Copy out all of the records below word for word, keeping every line in its original order.

[Excerpts of bounding box data]
# # # #
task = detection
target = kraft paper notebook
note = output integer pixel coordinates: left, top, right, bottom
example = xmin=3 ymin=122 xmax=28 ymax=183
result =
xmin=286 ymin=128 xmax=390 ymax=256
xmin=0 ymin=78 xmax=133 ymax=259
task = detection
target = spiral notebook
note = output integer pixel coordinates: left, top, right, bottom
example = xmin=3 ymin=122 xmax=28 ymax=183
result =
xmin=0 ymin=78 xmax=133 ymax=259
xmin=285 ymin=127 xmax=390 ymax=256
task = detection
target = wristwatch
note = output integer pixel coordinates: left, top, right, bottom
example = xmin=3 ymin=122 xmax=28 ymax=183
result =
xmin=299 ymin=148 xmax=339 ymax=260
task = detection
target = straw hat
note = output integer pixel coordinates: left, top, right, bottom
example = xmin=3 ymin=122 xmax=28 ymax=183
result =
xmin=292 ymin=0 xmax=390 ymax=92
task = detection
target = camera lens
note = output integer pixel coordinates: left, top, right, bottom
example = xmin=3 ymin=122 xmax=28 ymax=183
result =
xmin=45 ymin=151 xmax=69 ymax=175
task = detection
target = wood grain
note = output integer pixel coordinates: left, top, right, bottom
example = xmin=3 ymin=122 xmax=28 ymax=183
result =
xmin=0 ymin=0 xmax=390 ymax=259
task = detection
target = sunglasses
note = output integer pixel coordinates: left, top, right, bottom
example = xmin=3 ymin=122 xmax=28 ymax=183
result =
# # # #
### Exercise response
task = detection
target = kraft paper notebook
note = output integer pixel coordinates: left, top, right, bottom
example = xmin=3 ymin=122 xmax=28 ymax=183
result =
xmin=286 ymin=128 xmax=390 ymax=256
xmin=0 ymin=78 xmax=133 ymax=259
task = detection
target = spiral notebook
note = output integer pixel coordinates: left, top, right, bottom
example = xmin=3 ymin=122 xmax=28 ymax=183
result =
xmin=0 ymin=78 xmax=133 ymax=259
xmin=285 ymin=127 xmax=390 ymax=256
task = detection
target = wristwatch
note = output integer pixel coordinates: left, top, right, bottom
example = xmin=3 ymin=122 xmax=28 ymax=183
result =
xmin=299 ymin=148 xmax=339 ymax=260
task = detection
target = straw hat
note = output integer pixel coordinates: left, top, right, bottom
example = xmin=3 ymin=122 xmax=28 ymax=183
result =
xmin=292 ymin=0 xmax=390 ymax=92
task = detection
target = camera lens
note = output integer pixel coordinates: left, top, right, bottom
example = xmin=3 ymin=122 xmax=28 ymax=183
result =
xmin=45 ymin=151 xmax=69 ymax=175
task = detection
target = wood grain
note = output integer pixel coordinates: left, top, right, bottom
example = xmin=3 ymin=122 xmax=28 ymax=183
result =
xmin=0 ymin=0 xmax=390 ymax=259
task = detection
target = sunglasses
note = output integer pixel coordinates: left, top, right, bottom
example = xmin=3 ymin=122 xmax=28 ymax=183
result =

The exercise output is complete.